Entries shown:

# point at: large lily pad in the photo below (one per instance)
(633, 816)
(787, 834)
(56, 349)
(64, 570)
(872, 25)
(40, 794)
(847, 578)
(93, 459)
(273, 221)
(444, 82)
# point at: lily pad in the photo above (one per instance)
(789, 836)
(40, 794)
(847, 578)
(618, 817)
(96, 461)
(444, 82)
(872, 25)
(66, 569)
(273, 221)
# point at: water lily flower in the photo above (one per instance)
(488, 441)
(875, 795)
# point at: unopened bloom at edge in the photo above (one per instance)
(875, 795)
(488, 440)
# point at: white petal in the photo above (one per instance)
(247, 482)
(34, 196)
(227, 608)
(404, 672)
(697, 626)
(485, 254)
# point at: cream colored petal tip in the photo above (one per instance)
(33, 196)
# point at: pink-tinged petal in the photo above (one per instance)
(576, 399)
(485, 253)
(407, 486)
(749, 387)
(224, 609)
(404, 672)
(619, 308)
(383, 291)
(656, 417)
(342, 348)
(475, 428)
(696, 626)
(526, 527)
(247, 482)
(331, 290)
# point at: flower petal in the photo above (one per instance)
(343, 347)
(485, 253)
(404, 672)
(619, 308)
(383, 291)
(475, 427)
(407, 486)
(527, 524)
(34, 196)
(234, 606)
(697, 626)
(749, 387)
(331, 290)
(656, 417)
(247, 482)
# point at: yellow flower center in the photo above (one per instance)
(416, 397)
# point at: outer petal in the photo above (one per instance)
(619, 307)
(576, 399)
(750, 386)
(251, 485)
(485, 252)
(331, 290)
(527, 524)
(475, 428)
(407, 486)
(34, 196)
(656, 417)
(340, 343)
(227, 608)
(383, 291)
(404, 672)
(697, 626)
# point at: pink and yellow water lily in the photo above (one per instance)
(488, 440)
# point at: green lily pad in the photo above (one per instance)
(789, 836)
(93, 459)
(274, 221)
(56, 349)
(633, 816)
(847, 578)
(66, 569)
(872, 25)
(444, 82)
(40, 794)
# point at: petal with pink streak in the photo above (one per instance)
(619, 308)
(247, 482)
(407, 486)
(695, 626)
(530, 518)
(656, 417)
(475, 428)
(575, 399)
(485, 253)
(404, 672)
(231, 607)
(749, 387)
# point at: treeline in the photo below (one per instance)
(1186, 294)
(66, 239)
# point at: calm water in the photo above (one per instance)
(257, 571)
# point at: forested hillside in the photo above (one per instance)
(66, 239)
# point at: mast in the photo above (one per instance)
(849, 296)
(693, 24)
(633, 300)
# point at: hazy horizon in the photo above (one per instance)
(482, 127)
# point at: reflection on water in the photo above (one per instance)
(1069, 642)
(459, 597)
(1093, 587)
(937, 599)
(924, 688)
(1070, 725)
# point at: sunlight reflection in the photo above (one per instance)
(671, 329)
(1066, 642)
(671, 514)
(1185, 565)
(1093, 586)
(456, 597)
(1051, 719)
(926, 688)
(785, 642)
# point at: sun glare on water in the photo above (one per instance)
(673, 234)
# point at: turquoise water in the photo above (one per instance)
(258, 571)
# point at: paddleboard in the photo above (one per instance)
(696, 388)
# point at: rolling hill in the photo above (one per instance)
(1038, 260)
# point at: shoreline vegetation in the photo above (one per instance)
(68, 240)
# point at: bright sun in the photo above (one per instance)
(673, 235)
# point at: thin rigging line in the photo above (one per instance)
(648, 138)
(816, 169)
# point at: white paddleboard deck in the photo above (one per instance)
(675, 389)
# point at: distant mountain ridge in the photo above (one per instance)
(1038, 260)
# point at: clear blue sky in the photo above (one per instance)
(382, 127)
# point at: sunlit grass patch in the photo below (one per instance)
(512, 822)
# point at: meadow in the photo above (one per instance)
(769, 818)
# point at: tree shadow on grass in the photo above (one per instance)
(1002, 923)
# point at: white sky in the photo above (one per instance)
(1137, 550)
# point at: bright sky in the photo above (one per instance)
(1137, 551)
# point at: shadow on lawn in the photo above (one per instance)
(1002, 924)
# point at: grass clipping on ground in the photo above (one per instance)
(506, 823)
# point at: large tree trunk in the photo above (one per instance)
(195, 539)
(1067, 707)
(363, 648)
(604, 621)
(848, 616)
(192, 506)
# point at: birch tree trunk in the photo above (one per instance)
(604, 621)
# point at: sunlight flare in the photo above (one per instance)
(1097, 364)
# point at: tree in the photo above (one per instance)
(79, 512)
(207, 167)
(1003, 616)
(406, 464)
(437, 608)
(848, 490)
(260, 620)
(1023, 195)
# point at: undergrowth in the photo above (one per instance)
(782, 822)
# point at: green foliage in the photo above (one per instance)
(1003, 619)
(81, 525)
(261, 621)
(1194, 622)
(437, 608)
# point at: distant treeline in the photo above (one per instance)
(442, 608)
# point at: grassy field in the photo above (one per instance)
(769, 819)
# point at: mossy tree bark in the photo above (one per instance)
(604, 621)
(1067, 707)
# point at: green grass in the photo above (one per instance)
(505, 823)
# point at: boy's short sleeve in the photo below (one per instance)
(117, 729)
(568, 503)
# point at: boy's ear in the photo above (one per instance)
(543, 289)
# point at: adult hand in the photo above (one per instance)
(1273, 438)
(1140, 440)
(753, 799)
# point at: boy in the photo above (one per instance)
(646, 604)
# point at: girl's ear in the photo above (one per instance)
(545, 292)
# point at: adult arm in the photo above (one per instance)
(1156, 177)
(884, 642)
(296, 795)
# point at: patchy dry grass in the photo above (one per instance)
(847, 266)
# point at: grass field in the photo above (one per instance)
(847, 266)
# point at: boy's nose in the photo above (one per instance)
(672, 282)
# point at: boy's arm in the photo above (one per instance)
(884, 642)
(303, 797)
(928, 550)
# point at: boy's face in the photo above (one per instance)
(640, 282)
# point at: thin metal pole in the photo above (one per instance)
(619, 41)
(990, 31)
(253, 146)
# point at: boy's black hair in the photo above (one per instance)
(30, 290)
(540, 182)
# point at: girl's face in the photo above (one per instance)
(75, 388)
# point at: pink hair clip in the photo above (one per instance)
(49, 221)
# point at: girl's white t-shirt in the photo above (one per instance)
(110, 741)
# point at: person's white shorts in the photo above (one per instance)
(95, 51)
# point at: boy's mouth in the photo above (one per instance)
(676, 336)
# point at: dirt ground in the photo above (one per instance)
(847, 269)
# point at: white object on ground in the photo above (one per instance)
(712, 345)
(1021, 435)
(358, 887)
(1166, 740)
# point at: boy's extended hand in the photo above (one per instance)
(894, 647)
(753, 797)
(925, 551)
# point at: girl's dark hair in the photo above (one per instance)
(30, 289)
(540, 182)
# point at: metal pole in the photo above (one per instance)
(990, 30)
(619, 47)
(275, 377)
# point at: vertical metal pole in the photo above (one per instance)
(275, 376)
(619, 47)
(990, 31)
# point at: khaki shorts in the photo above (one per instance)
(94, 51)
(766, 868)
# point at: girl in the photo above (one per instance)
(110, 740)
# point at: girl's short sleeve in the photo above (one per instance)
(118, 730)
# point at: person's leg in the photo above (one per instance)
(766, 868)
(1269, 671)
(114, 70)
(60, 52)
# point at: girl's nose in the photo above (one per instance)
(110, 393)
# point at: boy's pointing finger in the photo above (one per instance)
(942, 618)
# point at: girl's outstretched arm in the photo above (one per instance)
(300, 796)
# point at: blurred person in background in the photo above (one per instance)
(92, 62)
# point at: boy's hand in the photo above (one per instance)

Aim of the task: Render every line of the rows above as a JSON list of strings, one string per line, leaving out any blank lines.

Solved problem:
[
  "# point at: large lily pad in the photo below (one per instance)",
  "(633, 816)",
  "(787, 834)",
  "(56, 349)",
  "(64, 570)",
  "(872, 25)",
  "(40, 794)",
  "(847, 578)",
  "(93, 459)",
  "(273, 221)",
  "(444, 82)",
  "# point at: lily pad in the photo above (one per instance)",
  "(789, 836)",
  "(40, 794)",
  "(847, 578)",
  "(618, 817)",
  "(96, 461)",
  "(444, 82)",
  "(872, 25)",
  "(66, 569)",
  "(273, 221)",
  "# point at: water lily flower in the photo above (one per instance)",
  "(488, 441)",
  "(875, 795)",
  "# point at: unopened bloom at edge in the photo above (one per instance)",
  "(875, 795)",
  "(488, 440)",
  "# point at: white petal in the photo above (one per instance)",
  "(247, 482)",
  "(34, 196)",
  "(227, 608)",
  "(404, 672)",
  "(697, 626)",
  "(485, 254)",
  "# point at: cream colored petal tip in the photo above (one per instance)",
  "(33, 196)",
  "# point at: pink-tinged petal in the photo above (one per instance)",
  "(576, 399)",
  "(485, 253)",
  "(407, 486)",
  "(749, 387)",
  "(224, 609)",
  "(404, 672)",
  "(619, 308)",
  "(383, 291)",
  "(656, 417)",
  "(342, 348)",
  "(475, 428)",
  "(696, 626)",
  "(526, 527)",
  "(247, 482)",
  "(331, 290)",
  "# point at: flower petal in the photo above (one per instance)",
  "(343, 347)",
  "(485, 253)",
  "(404, 672)",
  "(619, 308)",
  "(383, 291)",
  "(475, 427)",
  "(407, 486)",
  "(527, 524)",
  "(34, 196)",
  "(234, 606)",
  "(697, 626)",
  "(749, 387)",
  "(331, 290)",
  "(656, 417)",
  "(247, 482)",
  "# point at: yellow flower center in the photo above (one per instance)",
  "(416, 397)",
  "# point at: outer petal in the photo above (one per instance)",
  "(619, 307)",
  "(576, 399)",
  "(750, 386)",
  "(251, 485)",
  "(485, 252)",
  "(331, 290)",
  "(527, 524)",
  "(475, 428)",
  "(407, 486)",
  "(34, 196)",
  "(656, 417)",
  "(340, 343)",
  "(227, 608)",
  "(383, 291)",
  "(404, 672)",
  "(697, 626)",
  "# point at: pink and yellow water lily in the photo above (one per instance)",
  "(488, 440)",
  "# point at: green lily pad in the photo above (one per instance)",
  "(789, 836)",
  "(93, 459)",
  "(274, 221)",
  "(56, 349)",
  "(633, 816)",
  "(847, 578)",
  "(66, 569)",
  "(872, 25)",
  "(444, 82)",
  "(40, 794)",
  "# point at: petal with pink streak in the photo above (one per instance)",
  "(619, 308)",
  "(247, 482)",
  "(407, 486)",
  "(695, 626)",
  "(530, 518)",
  "(656, 417)",
  "(475, 428)",
  "(575, 399)",
  "(485, 253)",
  "(404, 672)",
  "(231, 607)",
  "(749, 387)",
  "# point at: treeline in the photo below (one per instance)",
  "(1186, 294)",
  "(66, 239)",
  "# point at: calm water in the photo above (one per instance)",
  "(257, 571)",
  "# point at: forested hillside in the photo above (one per instance)",
  "(66, 239)",
  "# point at: mast in the photo above (one per instance)",
  "(849, 296)",
  "(693, 24)",
  "(633, 300)",
  "# point at: hazy horizon in the photo above (one per instance)",
  "(482, 127)",
  "# point at: reflection on water in the photo above (one per instance)",
  "(1069, 642)",
  "(459, 597)",
  "(1093, 587)",
  "(937, 599)",
  "(924, 688)",
  "(1070, 725)",
  "# point at: sunlight reflection in the photo above (one per instance)",
  "(671, 329)",
  "(1066, 642)",
  "(671, 514)",
  "(1185, 565)",
  "(1093, 586)",
  "(456, 597)",
  "(1051, 719)",
  "(926, 688)",
  "(785, 642)",
  "# point at: sun glare on water in the photo above (one per instance)",
  "(673, 234)",
  "# point at: turquoise water in the photo above (one per instance)",
  "(258, 571)",
  "# point at: paddleboard in the photo above (one per instance)",
  "(696, 388)",
  "# point at: rolling hill in the photo above (one per instance)",
  "(1038, 260)",
  "# point at: shoreline vegetation in the photo above (one per instance)",
  "(68, 240)",
  "# point at: bright sun in the photo above (one per instance)",
  "(673, 235)",
  "# point at: thin rigging line in the photo above (one per instance)",
  "(648, 138)",
  "(816, 169)",
  "# point at: white paddleboard deck in the photo above (one per instance)",
  "(675, 389)",
  "# point at: distant mountain ridge in the photo above (one per instance)",
  "(1038, 260)",
  "# point at: clear blue sky in the photo above (one per instance)",
  "(382, 127)",
  "# point at: sunlit grass patch in the photo below (one per instance)",
  "(512, 822)",
  "# point at: meadow in the photo above (one per instance)",
  "(769, 818)",
  "# point at: tree shadow on grass in the photo above (one per instance)",
  "(1002, 923)",
  "# point at: white sky in the photo above (one per instance)",
  "(1137, 550)",
  "# point at: bright sky in the photo above (one per instance)",
  "(1137, 551)",
  "# point at: shadow on lawn in the photo above (one per instance)",
  "(1002, 924)",
  "# point at: grass clipping on ground in the photo above (one per instance)",
  "(506, 823)",
  "# point at: large tree trunk in the photo above (one per instance)",
  "(195, 539)",
  "(1067, 707)",
  "(363, 648)",
  "(604, 621)",
  "(848, 616)",
  "(192, 506)",
  "# point at: birch tree trunk in the photo above (one per instance)",
  "(604, 621)",
  "# point at: sunlight flare in the photo above (one per instance)",
  "(1097, 364)",
  "# point at: tree in the photo above (one per instance)",
  "(79, 512)",
  "(207, 167)",
  "(1003, 616)",
  "(406, 464)",
  "(437, 608)",
  "(848, 490)",
  "(260, 620)",
  "(1023, 195)",
  "# point at: undergrowth in the photo above (one per instance)",
  "(782, 822)",
  "# point at: green foliage in the photo above (one per instance)",
  "(1003, 619)",
  "(81, 525)",
  "(261, 621)",
  "(1194, 622)",
  "(437, 608)",
  "# point at: distant treeline in the photo above (one per instance)",
  "(442, 608)",
  "# point at: grassy field in the photo above (one per instance)",
  "(769, 819)",
  "# point at: mossy tree bark in the photo above (one per instance)",
  "(604, 621)",
  "(1067, 707)",
  "# point at: green grass in the photo above (one per instance)",
  "(505, 823)",
  "# point at: boy's short sleeve in the photo below (one per instance)",
  "(117, 729)",
  "(568, 503)",
  "# point at: boy's ear in the photo above (one per instance)",
  "(543, 289)",
  "# point at: adult hand in the photo above (one per instance)",
  "(1273, 438)",
  "(1140, 440)",
  "(753, 799)",
  "# point at: boy in the photo above (one per instance)",
  "(646, 604)",
  "# point at: girl's ear in the photo above (one per instance)",
  "(545, 292)",
  "# point at: adult arm in the photo above (one per instance)",
  "(1156, 177)",
  "(884, 642)",
  "(296, 795)",
  "# point at: patchy dry grass in the photo above (one per instance)",
  "(847, 266)",
  "# point at: grass field in the photo above (one per instance)",
  "(847, 266)",
  "# point at: boy's nose in the photo above (one per instance)",
  "(672, 282)",
  "# point at: boy's arm in the photo above (one per instance)",
  "(884, 642)",
  "(303, 797)",
  "(928, 550)",
  "# point at: boy's face in the photo above (one per instance)",
  "(640, 282)",
  "# point at: thin metal pole in the photo above (one per instance)",
  "(619, 41)",
  "(990, 31)",
  "(253, 146)",
  "# point at: boy's black hair in the photo above (one per instance)",
  "(30, 290)",
  "(540, 182)",
  "# point at: girl's face in the photo above (one per instance)",
  "(75, 388)",
  "# point at: pink hair clip in the photo above (one per instance)",
  "(49, 221)",
  "# point at: girl's white t-shirt in the photo above (one per instance)",
  "(110, 741)",
  "# point at: person's white shorts in the photo above (one per instance)",
  "(95, 51)",
  "# point at: boy's mouth in the photo above (one per instance)",
  "(676, 336)",
  "# point at: dirt ground in the photo above (one per instance)",
  "(847, 269)",
  "# point at: white object on ground in the photo above (one per instance)",
  "(712, 345)",
  "(1021, 435)",
  "(358, 887)",
  "(1166, 740)",
  "# point at: boy's extended hand in the photo above (one per instance)",
  "(894, 647)",
  "(753, 797)",
  "(925, 551)",
  "# point at: girl's dark hair in the photo above (one per instance)",
  "(30, 289)",
  "(540, 182)",
  "# point at: metal pole in the photo above (one per instance)",
  "(990, 30)",
  "(619, 47)",
  "(275, 377)",
  "# point at: vertical metal pole in the photo above (one per instance)",
  "(275, 376)",
  "(619, 47)",
  "(990, 31)",
  "# point at: khaki shorts in the photo above (one per instance)",
  "(94, 51)",
  "(766, 868)",
  "# point at: girl in the photo above (one per instance)",
  "(110, 740)",
  "# point at: girl's short sleeve in the photo above (one per instance)",
  "(118, 730)",
  "# point at: person's leg in the photo above (one per instance)",
  "(766, 868)",
  "(1269, 671)",
  "(114, 70)",
  "(60, 52)",
  "# point at: girl's nose in the photo above (one per instance)",
  "(110, 393)",
  "# point at: boy's pointing finger in the photo above (one per instance)",
  "(942, 618)",
  "# point at: girl's outstretched arm in the photo above (one per instance)",
  "(300, 796)",
  "# point at: blurred person in background in the photo above (one per instance)",
  "(92, 62)",
  "# point at: boy's hand in the photo above (one per instance)"
]